PROBLEM REQUIREMENTS: Locate every line in the records that contains the string "segment", matching case exactly, and copy each of those lines.

LISTING:
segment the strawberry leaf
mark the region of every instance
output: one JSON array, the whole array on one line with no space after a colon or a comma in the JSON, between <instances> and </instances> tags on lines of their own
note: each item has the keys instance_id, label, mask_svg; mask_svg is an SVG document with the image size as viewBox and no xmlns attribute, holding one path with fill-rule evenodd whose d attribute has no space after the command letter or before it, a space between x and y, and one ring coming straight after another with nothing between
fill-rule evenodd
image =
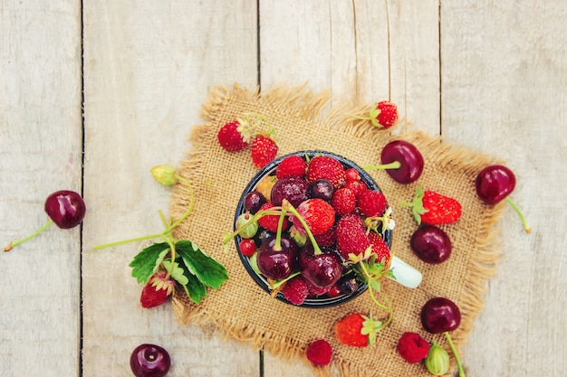
<instances>
[{"instance_id":1,"label":"strawberry leaf","mask_svg":"<svg viewBox=\"0 0 567 377\"><path fill-rule=\"evenodd\" d=\"M164 260L163 267L166 269L166 270L168 271L169 269L171 269L171 260ZM185 270L181 267L179 267L179 263L178 262L173 263L173 269L171 269L171 278L182 286L186 286L189 282L188 278L185 276Z\"/></svg>"},{"instance_id":2,"label":"strawberry leaf","mask_svg":"<svg viewBox=\"0 0 567 377\"><path fill-rule=\"evenodd\" d=\"M187 278L187 284L183 285L185 293L195 304L200 304L201 300L207 297L207 287L187 269L184 263L181 264L181 269Z\"/></svg>"},{"instance_id":3,"label":"strawberry leaf","mask_svg":"<svg viewBox=\"0 0 567 377\"><path fill-rule=\"evenodd\" d=\"M218 289L228 278L226 269L207 255L194 242L179 240L176 243L176 250L187 270L206 287Z\"/></svg>"},{"instance_id":4,"label":"strawberry leaf","mask_svg":"<svg viewBox=\"0 0 567 377\"><path fill-rule=\"evenodd\" d=\"M169 250L167 242L152 243L139 251L134 259L130 263L132 268L132 277L136 278L139 283L146 284L154 273L154 269L162 252Z\"/></svg>"}]
</instances>

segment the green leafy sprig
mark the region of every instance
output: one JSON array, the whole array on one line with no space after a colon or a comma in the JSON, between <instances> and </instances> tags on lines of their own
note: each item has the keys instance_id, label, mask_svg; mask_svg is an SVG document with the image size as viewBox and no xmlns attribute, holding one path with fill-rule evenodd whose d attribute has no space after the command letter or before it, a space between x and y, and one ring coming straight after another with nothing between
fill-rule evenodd
<instances>
[{"instance_id":1,"label":"green leafy sprig","mask_svg":"<svg viewBox=\"0 0 567 377\"><path fill-rule=\"evenodd\" d=\"M130 240L95 246L94 250L122 245L145 240L161 239L161 242L152 243L142 249L130 263L132 277L138 283L146 284L159 271L167 271L166 279L172 278L181 286L187 297L196 304L200 304L207 297L207 288L218 289L228 279L226 269L214 258L207 254L195 242L188 240L177 240L172 235L178 227L193 211L195 198L189 183L179 176L175 168L159 165L151 169L152 175L164 186L178 183L189 190L189 204L185 213L177 221L168 221L159 211L159 217L165 230L160 233L137 237Z\"/></svg>"}]
</instances>

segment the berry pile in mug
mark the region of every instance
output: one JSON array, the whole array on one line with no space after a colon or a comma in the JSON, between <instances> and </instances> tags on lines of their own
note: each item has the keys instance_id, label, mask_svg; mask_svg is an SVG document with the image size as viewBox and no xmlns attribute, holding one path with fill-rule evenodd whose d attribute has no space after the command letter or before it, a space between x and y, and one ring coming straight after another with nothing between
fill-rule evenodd
<instances>
[{"instance_id":1,"label":"berry pile in mug","mask_svg":"<svg viewBox=\"0 0 567 377\"><path fill-rule=\"evenodd\" d=\"M387 273L390 250L384 236L394 227L391 209L356 168L332 156L283 157L243 206L236 231L225 242L240 236L239 251L274 296L302 305L351 295Z\"/></svg>"}]
</instances>

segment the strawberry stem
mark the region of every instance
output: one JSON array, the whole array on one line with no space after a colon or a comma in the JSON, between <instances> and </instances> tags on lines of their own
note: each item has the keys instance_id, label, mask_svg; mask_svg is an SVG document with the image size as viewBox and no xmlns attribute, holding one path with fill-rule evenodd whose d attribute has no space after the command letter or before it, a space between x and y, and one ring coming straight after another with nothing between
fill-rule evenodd
<instances>
[{"instance_id":1,"label":"strawberry stem","mask_svg":"<svg viewBox=\"0 0 567 377\"><path fill-rule=\"evenodd\" d=\"M394 161L389 164L372 165L369 166L362 166L364 170L385 170L385 169L399 169L401 163L399 161Z\"/></svg>"},{"instance_id":2,"label":"strawberry stem","mask_svg":"<svg viewBox=\"0 0 567 377\"><path fill-rule=\"evenodd\" d=\"M45 231L51 224L53 223L53 220L50 220L49 221L47 221L43 227L41 227L40 229L38 229L35 232L34 232L33 234L30 234L29 236L23 238L22 240L14 240L12 242L10 242L8 244L8 246L6 246L5 248L4 248L4 251L10 251L12 249L14 249L15 246L20 245L24 242L25 242L26 240L30 240L33 238L36 237L37 235L39 235L42 231Z\"/></svg>"},{"instance_id":3,"label":"strawberry stem","mask_svg":"<svg viewBox=\"0 0 567 377\"><path fill-rule=\"evenodd\" d=\"M453 339L451 339L451 335L449 335L448 331L446 331L443 334L445 335L445 337L447 338L447 341L449 344L449 347L451 348L451 352L453 353L453 355L455 356L455 361L456 362L456 367L458 368L459 377L466 377L466 375L465 374L465 370L463 369L463 365L461 364L461 359L460 357L458 357L458 353L456 352L456 348L455 347L455 344L453 344Z\"/></svg>"},{"instance_id":4,"label":"strawberry stem","mask_svg":"<svg viewBox=\"0 0 567 377\"><path fill-rule=\"evenodd\" d=\"M512 208L514 208L514 211L515 211L518 216L520 216L520 220L522 220L522 224L524 225L524 229L525 230L525 232L528 234L531 233L532 228L530 227L530 225L528 225L528 221L527 220L525 220L525 216L524 216L524 213L522 213L522 211L520 211L520 208L515 204L515 203L512 201L512 199L510 199L510 196L506 196L506 202L510 203Z\"/></svg>"},{"instance_id":5,"label":"strawberry stem","mask_svg":"<svg viewBox=\"0 0 567 377\"><path fill-rule=\"evenodd\" d=\"M162 238L162 239L165 240L165 237L170 236L171 231L178 225L179 225L185 219L187 219L187 216L193 212L193 206L195 204L195 196L193 194L193 188L191 187L189 183L186 179L184 179L183 177L181 177L181 176L179 176L178 174L176 174L175 177L178 179L178 181L179 181L183 184L185 184L187 187L187 189L189 190L189 204L188 204L187 209L185 212L185 213L179 219L178 219L175 222L173 222L169 226L168 226L164 222L164 226L166 227L166 230L163 231L160 233L150 234L149 236L141 236L141 237L137 237L137 238L133 238L133 239L129 239L129 240L119 240L119 241L115 241L115 242L105 243L103 245L95 246L95 247L92 248L92 250L101 250L101 249L109 248L109 247L112 247L112 246L119 246L119 245L123 245L125 243L137 242L137 241L140 241L140 240L151 240L151 239L157 239L157 238Z\"/></svg>"}]
</instances>

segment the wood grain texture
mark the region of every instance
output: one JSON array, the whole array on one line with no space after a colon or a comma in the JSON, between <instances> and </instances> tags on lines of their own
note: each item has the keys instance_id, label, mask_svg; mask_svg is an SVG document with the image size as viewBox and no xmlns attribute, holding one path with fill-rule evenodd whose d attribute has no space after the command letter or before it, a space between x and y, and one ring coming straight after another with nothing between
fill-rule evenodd
<instances>
[{"instance_id":1,"label":"wood grain texture","mask_svg":"<svg viewBox=\"0 0 567 377\"><path fill-rule=\"evenodd\" d=\"M250 2L84 4L85 200L83 373L129 375L141 343L170 351L171 375L255 375L258 353L197 327L169 305L143 309L128 264L148 243L92 247L163 230L169 193L149 170L190 148L207 88L255 85L256 9ZM220 363L229 355L230 363Z\"/></svg>"},{"instance_id":2,"label":"wood grain texture","mask_svg":"<svg viewBox=\"0 0 567 377\"><path fill-rule=\"evenodd\" d=\"M270 354L261 367L256 351L178 325L169 306L141 309L128 264L145 243L92 250L161 230L169 192L149 171L185 158L209 87L307 81L338 99L389 99L415 128L516 173L513 197L533 232L506 211L498 273L462 356L469 376L564 376L567 4L258 5L0 4L3 241L43 225L55 190L83 191L88 205L82 228L53 227L0 256L0 375L130 375L130 353L144 342L170 350L172 377L313 375Z\"/></svg>"},{"instance_id":3,"label":"wood grain texture","mask_svg":"<svg viewBox=\"0 0 567 377\"><path fill-rule=\"evenodd\" d=\"M52 192L82 189L80 12L66 0L0 5L2 248L47 222ZM1 257L0 375L76 375L80 228L52 225Z\"/></svg>"}]
</instances>

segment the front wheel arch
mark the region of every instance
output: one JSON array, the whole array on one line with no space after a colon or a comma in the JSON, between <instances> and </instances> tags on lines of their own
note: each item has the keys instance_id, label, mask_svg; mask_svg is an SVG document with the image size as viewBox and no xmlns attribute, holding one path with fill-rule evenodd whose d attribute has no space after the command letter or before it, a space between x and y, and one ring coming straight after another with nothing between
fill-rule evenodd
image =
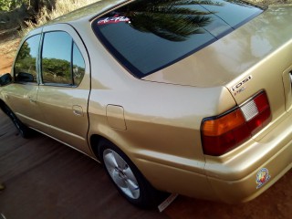
<instances>
[{"instance_id":1,"label":"front wheel arch","mask_svg":"<svg viewBox=\"0 0 292 219\"><path fill-rule=\"evenodd\" d=\"M114 183L120 193L130 203L132 204L141 207L141 208L151 208L157 206L161 203L161 202L166 198L168 195L165 193L160 192L152 187L152 185L147 181L147 179L142 175L142 173L139 171L139 169L136 167L136 165L130 161L130 159L115 144L110 142L110 141L106 139L100 139L97 147L98 156L100 159L99 161L104 166L104 169L111 180L111 182ZM134 198L130 195L128 195L127 193L125 193L125 190L121 188L120 184L117 183L115 180L112 177L112 174L109 172L109 167L107 167L107 163L105 163L104 161L104 152L105 153L112 153L114 151L117 153L128 165L132 172L133 175L135 176L135 179L137 180L140 194L139 197L135 196ZM122 168L119 170L117 168L117 173L119 172L122 172ZM121 173L122 174L122 173ZM122 176L120 176L122 177ZM132 179L132 178L131 178Z\"/></svg>"}]
</instances>

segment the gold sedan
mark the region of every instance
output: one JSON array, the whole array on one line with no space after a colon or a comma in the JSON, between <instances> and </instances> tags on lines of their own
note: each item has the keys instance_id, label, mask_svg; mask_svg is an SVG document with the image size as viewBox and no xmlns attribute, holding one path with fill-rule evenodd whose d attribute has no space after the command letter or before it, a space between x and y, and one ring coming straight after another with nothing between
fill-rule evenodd
<instances>
[{"instance_id":1,"label":"gold sedan","mask_svg":"<svg viewBox=\"0 0 292 219\"><path fill-rule=\"evenodd\" d=\"M100 1L36 28L0 107L105 166L130 203L238 203L292 167L292 6ZM163 196L163 195L162 195Z\"/></svg>"}]
</instances>

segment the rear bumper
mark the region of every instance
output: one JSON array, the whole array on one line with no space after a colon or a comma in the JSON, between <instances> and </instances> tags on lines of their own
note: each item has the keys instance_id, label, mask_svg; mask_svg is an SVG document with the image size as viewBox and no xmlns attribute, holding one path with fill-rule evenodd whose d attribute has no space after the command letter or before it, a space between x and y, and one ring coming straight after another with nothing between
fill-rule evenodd
<instances>
[{"instance_id":1,"label":"rear bumper","mask_svg":"<svg viewBox=\"0 0 292 219\"><path fill-rule=\"evenodd\" d=\"M208 180L216 199L234 203L256 198L292 168L292 116L214 171L217 165L207 161Z\"/></svg>"}]
</instances>

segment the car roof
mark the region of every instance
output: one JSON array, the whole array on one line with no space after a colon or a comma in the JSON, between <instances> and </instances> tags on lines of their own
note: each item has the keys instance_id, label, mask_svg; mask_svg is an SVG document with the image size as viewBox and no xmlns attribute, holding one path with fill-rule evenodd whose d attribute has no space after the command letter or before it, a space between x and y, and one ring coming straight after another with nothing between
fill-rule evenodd
<instances>
[{"instance_id":1,"label":"car roof","mask_svg":"<svg viewBox=\"0 0 292 219\"><path fill-rule=\"evenodd\" d=\"M52 21L49 21L45 26L57 24L57 23L75 23L75 22L88 22L93 18L102 15L125 3L131 2L131 0L99 0L96 3L81 7L78 10L59 16Z\"/></svg>"}]
</instances>

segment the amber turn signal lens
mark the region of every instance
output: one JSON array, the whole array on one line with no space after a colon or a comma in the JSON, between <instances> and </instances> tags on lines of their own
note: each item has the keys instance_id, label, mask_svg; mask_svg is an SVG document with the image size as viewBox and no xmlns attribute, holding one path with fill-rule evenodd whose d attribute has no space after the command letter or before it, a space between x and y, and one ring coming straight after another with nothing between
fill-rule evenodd
<instances>
[{"instance_id":1,"label":"amber turn signal lens","mask_svg":"<svg viewBox=\"0 0 292 219\"><path fill-rule=\"evenodd\" d=\"M220 156L239 146L271 119L265 91L223 115L203 120L201 136L204 154Z\"/></svg>"}]
</instances>

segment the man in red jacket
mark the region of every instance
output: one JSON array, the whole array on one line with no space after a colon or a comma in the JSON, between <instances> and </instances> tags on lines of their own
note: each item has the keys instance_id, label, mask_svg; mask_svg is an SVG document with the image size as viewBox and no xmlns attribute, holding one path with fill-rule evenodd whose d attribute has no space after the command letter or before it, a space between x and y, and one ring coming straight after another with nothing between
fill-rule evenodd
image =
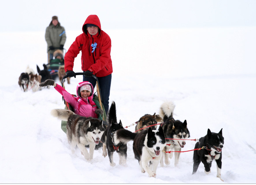
<instances>
[{"instance_id":1,"label":"man in red jacket","mask_svg":"<svg viewBox=\"0 0 256 185\"><path fill-rule=\"evenodd\" d=\"M96 15L89 16L83 26L83 33L79 35L69 48L64 58L66 74L69 77L74 77L73 71L75 58L82 51L82 70L85 73L83 81L89 82L94 88L96 80L99 80L102 101L106 113L109 109L110 91L112 61L110 57L111 40L109 36L101 30L100 22Z\"/></svg>"}]
</instances>

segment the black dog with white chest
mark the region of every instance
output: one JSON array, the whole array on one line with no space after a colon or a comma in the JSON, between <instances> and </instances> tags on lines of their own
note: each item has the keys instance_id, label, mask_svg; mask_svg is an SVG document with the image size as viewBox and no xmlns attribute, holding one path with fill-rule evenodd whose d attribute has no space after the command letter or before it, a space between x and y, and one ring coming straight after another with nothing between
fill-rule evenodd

TASK RESULT:
segment the strawberry leaf
segment the green leafy sprig
segment the berry pile in mug
segment the strawberry stem
segment the wood grain texture
segment the front wheel arch
segment the gold sedan
segment the rear bumper
segment the car roof
segment the amber turn signal lens
segment the man in red jacket
segment the black dog with white chest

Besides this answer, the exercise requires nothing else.